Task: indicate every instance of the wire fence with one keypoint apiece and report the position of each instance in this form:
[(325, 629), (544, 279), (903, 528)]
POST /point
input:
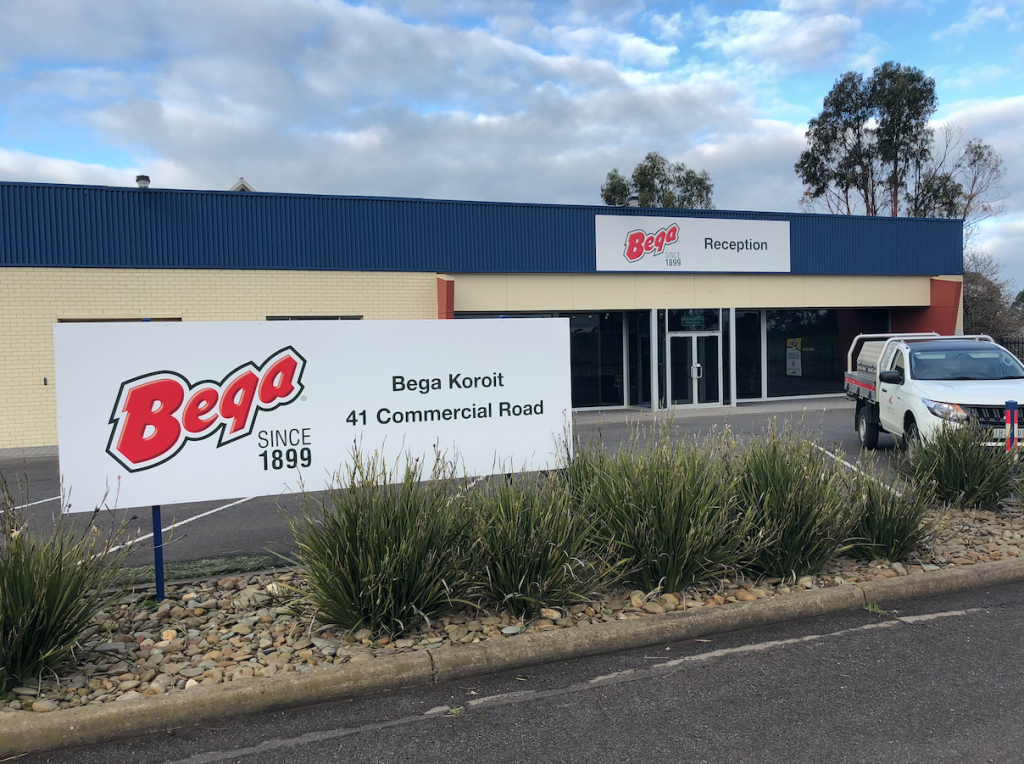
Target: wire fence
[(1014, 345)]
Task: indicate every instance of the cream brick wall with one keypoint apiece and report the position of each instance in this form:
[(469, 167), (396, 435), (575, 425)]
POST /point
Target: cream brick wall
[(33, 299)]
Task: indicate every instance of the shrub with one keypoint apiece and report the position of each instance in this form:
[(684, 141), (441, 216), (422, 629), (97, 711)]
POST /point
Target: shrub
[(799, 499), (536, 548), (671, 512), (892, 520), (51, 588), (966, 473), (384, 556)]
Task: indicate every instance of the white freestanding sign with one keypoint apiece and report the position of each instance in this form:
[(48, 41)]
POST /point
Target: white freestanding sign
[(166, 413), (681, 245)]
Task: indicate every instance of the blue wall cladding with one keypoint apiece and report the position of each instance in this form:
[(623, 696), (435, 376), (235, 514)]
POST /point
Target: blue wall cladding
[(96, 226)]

━━━━━━━━━━━━━━━━━━━━

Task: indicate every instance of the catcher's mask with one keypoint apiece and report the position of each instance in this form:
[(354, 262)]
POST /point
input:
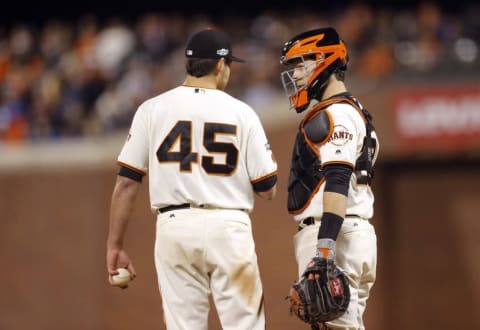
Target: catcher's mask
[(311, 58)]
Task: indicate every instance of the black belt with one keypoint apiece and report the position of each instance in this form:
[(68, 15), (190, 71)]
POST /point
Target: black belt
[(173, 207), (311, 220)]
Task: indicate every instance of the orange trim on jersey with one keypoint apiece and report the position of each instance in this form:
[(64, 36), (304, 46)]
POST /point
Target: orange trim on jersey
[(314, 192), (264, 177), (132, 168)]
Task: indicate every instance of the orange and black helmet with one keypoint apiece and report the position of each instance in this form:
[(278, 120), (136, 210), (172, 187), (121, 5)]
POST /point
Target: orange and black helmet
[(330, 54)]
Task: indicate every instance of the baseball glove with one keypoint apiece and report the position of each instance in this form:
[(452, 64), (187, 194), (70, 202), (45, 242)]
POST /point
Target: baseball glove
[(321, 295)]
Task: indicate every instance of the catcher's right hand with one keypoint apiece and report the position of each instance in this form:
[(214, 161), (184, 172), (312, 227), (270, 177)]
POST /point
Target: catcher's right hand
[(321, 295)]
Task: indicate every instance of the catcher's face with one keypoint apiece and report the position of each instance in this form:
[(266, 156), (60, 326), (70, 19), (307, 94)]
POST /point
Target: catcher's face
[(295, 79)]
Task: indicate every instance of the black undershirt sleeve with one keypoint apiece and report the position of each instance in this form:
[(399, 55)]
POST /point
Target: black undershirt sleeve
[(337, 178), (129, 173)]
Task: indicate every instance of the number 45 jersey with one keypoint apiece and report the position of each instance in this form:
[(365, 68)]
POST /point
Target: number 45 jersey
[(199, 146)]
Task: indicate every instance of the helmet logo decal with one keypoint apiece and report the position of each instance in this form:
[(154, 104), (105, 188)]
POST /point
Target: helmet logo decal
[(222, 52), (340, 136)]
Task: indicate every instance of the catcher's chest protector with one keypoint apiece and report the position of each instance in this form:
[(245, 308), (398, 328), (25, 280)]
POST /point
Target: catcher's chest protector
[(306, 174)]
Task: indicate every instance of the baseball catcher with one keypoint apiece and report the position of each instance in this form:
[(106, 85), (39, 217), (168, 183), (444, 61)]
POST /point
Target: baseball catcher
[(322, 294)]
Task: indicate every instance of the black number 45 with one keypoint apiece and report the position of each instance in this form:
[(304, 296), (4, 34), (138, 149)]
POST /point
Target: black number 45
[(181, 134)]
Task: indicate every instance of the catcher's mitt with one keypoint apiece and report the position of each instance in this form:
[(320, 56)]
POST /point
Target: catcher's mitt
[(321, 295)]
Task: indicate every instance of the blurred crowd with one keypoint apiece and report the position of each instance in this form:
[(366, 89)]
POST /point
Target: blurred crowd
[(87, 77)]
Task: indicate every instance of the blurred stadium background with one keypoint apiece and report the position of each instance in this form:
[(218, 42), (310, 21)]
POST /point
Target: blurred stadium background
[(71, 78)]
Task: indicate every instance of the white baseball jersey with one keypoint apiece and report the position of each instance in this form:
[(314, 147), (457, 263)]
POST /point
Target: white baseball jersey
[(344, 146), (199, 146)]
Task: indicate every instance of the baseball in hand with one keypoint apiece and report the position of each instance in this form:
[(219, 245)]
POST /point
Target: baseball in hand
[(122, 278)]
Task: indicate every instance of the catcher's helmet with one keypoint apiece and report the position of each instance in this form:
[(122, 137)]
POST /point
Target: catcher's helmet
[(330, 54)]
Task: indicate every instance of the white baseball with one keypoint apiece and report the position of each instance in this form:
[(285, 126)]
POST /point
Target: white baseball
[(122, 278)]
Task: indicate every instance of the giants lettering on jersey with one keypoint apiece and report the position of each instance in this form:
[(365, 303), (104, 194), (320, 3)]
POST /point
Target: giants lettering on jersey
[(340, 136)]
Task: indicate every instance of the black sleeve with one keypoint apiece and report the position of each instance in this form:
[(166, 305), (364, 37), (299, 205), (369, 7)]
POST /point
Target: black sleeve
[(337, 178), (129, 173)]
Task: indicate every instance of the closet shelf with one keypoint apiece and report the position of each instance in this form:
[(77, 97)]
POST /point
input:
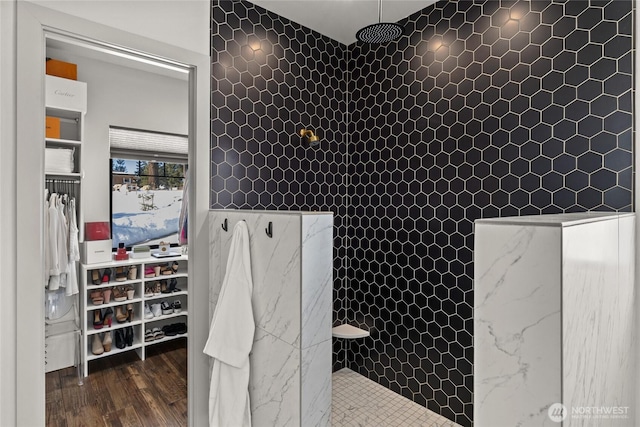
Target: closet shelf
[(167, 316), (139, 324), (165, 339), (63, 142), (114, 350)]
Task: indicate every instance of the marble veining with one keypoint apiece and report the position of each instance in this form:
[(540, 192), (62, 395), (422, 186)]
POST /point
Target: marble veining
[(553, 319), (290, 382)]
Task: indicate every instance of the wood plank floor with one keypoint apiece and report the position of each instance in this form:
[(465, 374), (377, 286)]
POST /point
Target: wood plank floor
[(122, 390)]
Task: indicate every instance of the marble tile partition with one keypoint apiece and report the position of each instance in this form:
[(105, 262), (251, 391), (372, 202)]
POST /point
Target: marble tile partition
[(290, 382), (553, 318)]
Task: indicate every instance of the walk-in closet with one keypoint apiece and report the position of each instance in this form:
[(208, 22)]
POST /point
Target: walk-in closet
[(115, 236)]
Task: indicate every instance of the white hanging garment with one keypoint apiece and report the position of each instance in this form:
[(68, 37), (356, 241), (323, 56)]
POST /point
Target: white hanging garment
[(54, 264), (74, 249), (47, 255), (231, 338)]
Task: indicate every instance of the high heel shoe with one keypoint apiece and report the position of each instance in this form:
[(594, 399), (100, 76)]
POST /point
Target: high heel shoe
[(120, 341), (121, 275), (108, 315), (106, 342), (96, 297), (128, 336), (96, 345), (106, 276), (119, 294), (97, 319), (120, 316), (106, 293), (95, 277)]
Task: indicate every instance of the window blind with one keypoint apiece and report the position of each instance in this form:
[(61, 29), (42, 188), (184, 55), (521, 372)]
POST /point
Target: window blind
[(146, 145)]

━━━━━━━━━━━━━━━━━━━━

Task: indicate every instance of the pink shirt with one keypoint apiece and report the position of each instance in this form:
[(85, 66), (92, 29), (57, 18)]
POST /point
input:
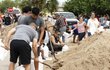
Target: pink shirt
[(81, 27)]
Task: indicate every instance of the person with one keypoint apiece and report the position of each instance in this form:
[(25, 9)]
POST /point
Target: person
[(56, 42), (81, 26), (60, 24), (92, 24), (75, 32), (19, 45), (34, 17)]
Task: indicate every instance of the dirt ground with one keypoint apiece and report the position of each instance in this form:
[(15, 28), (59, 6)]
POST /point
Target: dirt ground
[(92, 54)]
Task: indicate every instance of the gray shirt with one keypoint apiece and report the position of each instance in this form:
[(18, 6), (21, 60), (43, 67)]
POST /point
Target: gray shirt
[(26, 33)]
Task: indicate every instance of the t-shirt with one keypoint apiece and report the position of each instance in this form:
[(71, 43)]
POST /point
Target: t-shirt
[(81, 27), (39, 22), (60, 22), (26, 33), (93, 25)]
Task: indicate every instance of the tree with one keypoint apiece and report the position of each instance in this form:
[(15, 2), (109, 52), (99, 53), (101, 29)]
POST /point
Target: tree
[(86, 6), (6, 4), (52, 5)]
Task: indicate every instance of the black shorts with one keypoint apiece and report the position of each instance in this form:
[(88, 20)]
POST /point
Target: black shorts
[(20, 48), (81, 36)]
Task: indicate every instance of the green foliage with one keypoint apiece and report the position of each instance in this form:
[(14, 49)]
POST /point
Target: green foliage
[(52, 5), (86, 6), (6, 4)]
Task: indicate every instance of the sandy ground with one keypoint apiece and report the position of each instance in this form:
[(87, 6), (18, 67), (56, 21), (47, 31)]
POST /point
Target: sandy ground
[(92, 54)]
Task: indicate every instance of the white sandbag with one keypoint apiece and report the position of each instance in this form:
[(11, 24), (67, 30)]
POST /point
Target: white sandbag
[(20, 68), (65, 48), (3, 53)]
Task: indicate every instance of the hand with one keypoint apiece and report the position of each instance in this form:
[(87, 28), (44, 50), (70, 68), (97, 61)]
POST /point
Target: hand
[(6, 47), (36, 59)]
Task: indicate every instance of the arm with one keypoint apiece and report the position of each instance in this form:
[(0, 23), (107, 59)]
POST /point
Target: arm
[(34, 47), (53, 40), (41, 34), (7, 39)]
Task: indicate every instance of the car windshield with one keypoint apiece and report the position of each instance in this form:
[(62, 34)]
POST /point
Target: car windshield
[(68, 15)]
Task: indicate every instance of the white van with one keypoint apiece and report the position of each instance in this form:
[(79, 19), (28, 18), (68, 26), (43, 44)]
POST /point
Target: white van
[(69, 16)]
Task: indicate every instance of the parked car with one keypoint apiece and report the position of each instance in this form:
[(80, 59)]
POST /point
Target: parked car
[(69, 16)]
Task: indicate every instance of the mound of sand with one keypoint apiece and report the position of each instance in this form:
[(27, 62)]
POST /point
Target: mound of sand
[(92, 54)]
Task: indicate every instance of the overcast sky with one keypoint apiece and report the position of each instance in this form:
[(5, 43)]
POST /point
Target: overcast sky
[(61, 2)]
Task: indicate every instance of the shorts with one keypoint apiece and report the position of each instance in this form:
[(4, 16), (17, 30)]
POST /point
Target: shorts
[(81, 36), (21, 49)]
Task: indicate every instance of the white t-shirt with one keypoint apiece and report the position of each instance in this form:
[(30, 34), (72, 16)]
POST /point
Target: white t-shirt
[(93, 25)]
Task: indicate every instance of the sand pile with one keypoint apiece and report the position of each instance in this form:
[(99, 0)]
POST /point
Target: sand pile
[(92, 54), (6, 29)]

━━━━━━━━━━━━━━━━━━━━

Count the lines in the data above that contain the string "closet", with case counting. Give only the number.

Full solution — 4